**What this task involves**
Find every line in the items that contains the string "handshake", matching case exactly, and copy each of those lines.

[Data records]
[start]

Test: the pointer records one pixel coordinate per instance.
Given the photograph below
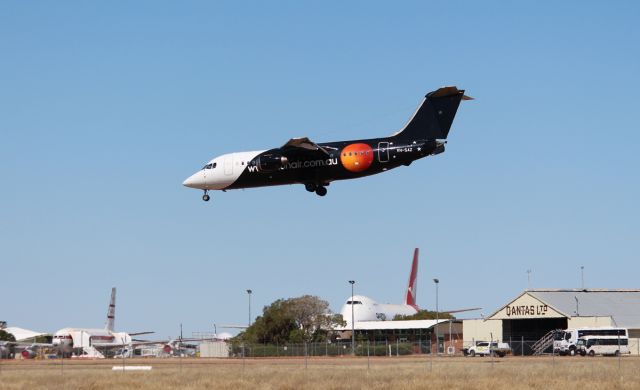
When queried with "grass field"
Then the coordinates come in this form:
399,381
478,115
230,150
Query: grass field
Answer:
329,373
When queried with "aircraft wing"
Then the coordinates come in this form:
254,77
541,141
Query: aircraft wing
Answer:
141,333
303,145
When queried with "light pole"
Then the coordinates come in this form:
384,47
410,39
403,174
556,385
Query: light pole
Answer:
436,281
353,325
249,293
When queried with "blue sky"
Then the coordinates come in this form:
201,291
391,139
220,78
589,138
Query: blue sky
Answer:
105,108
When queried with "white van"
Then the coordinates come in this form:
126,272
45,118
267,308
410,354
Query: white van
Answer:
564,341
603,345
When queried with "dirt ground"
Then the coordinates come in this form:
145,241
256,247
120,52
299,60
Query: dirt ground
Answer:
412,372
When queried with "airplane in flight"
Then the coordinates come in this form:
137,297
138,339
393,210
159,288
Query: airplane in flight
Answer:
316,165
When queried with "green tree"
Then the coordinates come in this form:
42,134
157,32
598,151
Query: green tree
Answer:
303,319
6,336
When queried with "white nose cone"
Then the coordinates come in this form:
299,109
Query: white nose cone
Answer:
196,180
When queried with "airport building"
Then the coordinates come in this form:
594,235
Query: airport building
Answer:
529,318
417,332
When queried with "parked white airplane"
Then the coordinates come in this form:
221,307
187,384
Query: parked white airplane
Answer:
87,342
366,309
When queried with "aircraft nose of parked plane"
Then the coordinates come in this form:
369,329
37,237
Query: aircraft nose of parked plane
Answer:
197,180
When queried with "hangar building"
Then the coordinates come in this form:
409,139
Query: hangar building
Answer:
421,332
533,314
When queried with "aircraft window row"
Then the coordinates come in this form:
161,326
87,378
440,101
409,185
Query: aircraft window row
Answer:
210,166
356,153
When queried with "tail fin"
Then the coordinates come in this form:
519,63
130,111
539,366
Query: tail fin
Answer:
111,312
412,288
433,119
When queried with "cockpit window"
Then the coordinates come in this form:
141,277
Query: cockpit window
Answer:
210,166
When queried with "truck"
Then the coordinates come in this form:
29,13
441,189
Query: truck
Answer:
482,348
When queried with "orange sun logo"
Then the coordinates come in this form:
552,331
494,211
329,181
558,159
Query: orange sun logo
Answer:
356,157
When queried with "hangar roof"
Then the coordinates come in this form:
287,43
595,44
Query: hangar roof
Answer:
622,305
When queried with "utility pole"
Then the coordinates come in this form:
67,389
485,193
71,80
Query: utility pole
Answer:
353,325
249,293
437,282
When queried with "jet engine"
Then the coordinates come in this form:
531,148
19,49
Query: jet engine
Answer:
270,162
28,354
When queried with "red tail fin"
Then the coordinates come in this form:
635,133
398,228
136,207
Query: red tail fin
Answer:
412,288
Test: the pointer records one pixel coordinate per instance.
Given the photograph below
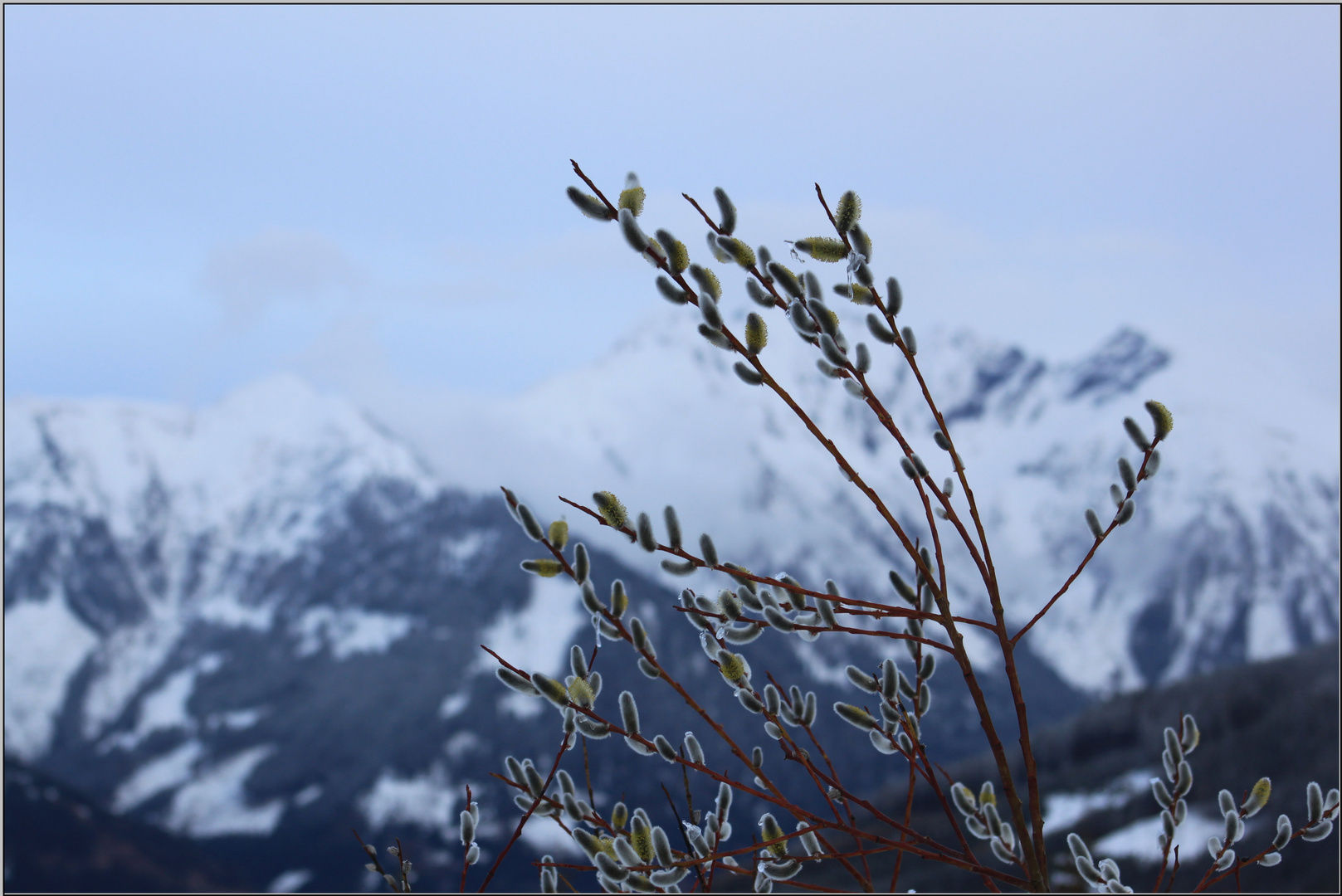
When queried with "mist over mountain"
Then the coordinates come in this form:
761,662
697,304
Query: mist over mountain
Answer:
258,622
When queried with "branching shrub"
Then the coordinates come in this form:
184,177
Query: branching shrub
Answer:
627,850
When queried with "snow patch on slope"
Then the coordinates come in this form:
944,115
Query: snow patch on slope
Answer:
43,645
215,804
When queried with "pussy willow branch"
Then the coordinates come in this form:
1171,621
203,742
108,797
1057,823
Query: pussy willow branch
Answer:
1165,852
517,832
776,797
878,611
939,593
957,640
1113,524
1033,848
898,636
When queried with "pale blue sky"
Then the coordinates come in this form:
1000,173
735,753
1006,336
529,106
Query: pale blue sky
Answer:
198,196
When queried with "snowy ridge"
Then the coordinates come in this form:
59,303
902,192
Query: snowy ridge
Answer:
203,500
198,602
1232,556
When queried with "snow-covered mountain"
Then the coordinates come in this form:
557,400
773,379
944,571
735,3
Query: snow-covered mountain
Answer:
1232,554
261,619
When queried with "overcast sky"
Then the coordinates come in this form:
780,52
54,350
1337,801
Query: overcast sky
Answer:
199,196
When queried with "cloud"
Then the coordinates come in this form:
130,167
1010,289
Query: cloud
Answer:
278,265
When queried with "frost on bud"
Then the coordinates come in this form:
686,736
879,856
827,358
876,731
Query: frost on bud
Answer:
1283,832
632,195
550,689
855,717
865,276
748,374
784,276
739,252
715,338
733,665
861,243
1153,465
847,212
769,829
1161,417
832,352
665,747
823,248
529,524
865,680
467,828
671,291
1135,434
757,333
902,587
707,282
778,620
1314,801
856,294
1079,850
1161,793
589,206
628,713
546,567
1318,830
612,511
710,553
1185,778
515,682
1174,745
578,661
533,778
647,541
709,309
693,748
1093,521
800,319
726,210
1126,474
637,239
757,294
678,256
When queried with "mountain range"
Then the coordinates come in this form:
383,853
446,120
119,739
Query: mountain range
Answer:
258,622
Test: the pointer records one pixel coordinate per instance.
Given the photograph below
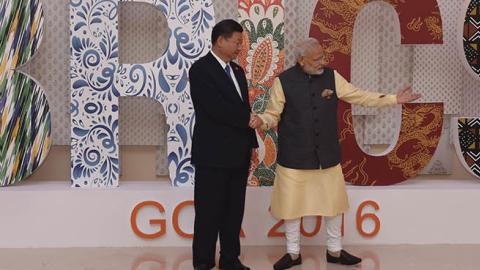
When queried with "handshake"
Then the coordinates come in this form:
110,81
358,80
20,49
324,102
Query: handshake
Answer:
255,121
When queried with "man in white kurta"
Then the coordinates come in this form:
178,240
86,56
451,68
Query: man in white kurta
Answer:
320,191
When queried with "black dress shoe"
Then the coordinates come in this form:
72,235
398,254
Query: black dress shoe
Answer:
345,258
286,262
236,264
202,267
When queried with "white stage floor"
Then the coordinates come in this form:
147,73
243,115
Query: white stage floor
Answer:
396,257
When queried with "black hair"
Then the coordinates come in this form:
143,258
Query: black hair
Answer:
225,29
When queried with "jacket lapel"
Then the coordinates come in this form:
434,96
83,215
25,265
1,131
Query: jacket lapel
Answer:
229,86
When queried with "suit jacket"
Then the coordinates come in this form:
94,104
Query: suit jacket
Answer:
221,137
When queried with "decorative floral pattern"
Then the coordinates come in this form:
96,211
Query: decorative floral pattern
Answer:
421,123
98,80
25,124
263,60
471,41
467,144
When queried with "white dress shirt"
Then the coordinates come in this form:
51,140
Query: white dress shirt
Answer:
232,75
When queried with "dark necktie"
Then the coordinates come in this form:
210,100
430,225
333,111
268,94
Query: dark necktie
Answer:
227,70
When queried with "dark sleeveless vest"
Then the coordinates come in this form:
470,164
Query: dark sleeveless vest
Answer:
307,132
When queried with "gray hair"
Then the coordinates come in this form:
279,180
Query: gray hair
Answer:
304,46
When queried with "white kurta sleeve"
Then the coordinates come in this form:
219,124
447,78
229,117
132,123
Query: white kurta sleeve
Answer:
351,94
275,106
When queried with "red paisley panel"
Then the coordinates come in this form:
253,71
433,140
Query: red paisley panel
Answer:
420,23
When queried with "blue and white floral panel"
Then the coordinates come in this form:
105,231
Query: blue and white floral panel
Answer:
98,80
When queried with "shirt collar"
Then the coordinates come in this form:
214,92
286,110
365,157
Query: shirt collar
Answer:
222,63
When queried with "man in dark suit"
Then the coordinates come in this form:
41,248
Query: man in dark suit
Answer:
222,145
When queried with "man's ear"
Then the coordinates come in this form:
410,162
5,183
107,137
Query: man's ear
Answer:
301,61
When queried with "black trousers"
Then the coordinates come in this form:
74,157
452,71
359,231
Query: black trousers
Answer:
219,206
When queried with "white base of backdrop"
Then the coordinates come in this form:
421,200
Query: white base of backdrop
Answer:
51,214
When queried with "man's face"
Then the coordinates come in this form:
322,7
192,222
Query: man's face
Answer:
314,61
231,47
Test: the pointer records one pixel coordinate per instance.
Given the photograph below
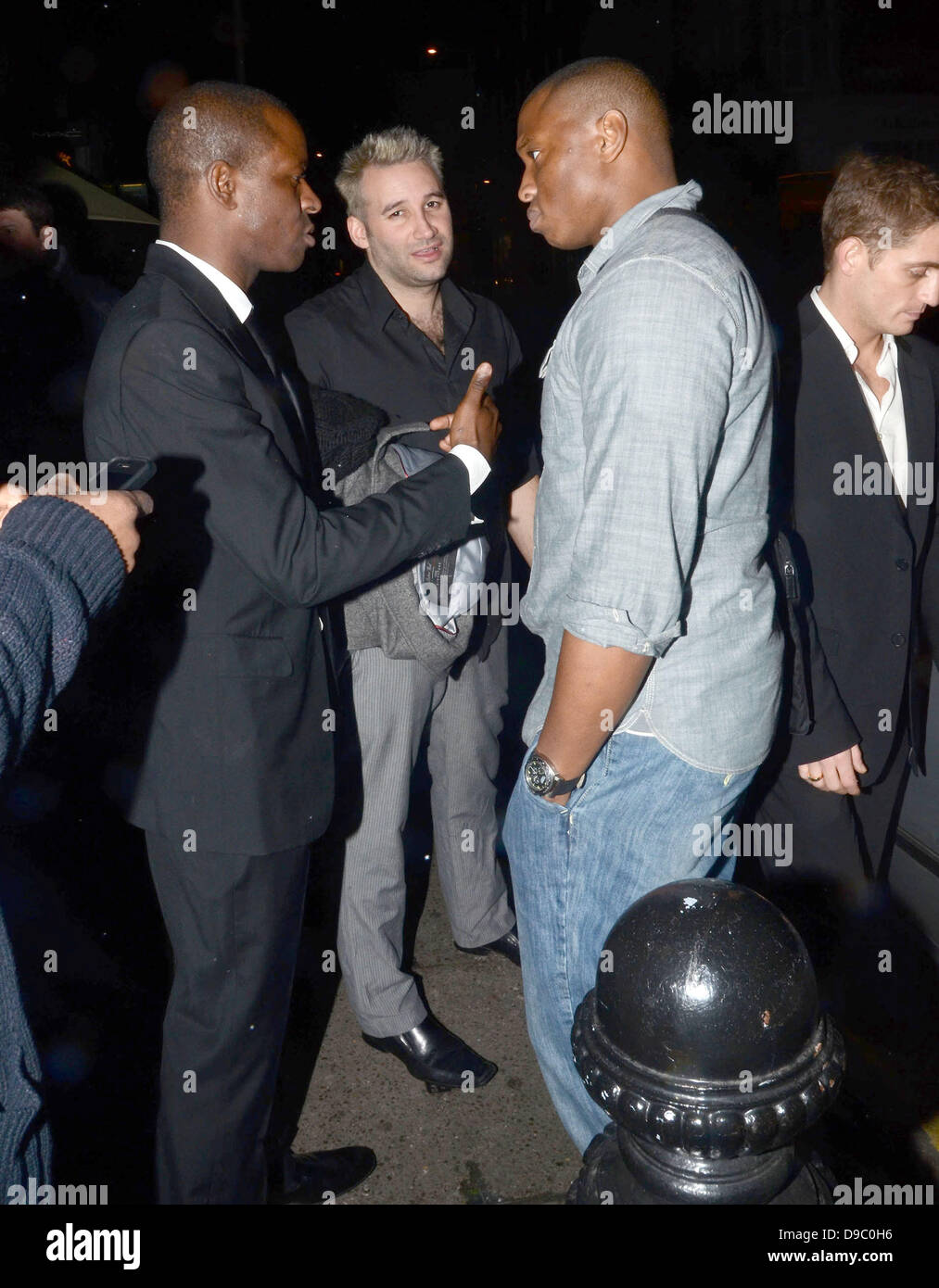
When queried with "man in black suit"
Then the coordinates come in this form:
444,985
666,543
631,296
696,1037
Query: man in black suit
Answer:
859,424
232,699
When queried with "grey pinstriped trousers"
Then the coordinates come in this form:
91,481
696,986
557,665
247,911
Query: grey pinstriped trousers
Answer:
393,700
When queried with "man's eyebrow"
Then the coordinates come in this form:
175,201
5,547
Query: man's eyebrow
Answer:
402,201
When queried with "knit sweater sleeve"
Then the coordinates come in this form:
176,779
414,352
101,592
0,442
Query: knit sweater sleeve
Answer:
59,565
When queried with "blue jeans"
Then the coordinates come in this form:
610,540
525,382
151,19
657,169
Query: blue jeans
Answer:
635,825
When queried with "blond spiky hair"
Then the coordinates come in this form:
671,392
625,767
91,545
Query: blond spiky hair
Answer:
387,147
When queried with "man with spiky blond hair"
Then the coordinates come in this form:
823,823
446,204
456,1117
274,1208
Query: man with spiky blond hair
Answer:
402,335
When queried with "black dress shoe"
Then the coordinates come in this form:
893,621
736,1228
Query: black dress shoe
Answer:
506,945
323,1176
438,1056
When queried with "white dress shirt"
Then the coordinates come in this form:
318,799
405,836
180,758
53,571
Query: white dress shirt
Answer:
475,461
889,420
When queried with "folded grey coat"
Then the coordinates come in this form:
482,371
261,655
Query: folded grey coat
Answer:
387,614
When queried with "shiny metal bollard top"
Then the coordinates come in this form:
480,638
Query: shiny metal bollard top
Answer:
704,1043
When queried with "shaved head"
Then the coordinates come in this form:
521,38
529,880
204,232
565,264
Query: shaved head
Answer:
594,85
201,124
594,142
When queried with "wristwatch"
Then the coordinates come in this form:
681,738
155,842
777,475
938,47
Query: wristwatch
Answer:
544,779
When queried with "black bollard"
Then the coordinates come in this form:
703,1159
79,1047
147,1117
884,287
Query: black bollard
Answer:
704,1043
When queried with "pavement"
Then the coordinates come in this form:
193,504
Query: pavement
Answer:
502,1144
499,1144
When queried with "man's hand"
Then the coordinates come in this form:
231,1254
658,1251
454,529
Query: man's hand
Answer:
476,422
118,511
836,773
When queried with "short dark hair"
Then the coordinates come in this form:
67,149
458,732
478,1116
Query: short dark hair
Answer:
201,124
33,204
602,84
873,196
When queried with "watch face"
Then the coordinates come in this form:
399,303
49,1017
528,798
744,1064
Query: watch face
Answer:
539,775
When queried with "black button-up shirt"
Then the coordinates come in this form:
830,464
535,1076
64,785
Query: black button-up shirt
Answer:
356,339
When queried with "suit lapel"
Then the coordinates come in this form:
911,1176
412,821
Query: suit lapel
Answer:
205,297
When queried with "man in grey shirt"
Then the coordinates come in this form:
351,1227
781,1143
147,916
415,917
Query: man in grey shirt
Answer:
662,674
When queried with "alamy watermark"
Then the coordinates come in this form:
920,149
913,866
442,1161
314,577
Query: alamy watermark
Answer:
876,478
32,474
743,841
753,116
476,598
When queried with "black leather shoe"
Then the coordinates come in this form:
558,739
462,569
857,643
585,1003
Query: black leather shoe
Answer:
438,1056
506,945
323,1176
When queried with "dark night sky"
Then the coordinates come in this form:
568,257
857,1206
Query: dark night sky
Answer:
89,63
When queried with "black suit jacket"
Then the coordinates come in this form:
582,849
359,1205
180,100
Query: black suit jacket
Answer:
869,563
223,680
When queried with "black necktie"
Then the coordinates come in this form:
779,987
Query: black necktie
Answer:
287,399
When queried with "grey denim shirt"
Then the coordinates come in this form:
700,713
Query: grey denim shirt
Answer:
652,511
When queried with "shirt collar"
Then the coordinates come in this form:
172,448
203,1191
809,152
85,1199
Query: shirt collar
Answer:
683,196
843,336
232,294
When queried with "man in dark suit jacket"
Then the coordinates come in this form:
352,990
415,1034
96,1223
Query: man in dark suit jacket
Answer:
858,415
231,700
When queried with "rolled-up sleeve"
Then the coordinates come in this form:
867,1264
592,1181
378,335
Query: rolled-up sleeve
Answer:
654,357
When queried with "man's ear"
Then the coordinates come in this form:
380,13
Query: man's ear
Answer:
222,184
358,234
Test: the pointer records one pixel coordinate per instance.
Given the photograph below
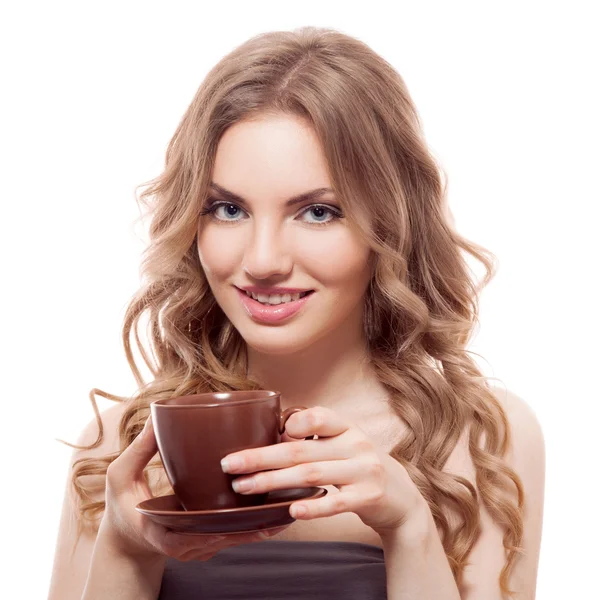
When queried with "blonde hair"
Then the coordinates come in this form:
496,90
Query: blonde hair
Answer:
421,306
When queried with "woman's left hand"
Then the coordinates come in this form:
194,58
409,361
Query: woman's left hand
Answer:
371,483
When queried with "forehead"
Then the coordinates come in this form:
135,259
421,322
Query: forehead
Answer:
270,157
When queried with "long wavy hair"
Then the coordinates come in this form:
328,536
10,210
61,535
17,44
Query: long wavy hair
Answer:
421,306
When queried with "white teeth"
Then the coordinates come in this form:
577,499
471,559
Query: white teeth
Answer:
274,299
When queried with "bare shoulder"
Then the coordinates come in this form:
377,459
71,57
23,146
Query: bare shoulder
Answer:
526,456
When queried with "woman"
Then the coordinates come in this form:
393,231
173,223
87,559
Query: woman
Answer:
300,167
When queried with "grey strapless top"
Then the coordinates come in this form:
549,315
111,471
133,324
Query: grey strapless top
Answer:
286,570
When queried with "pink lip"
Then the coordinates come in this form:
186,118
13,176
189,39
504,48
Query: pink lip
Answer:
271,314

[end]

**Task solution**
When queried with "handshake"
Query: handshake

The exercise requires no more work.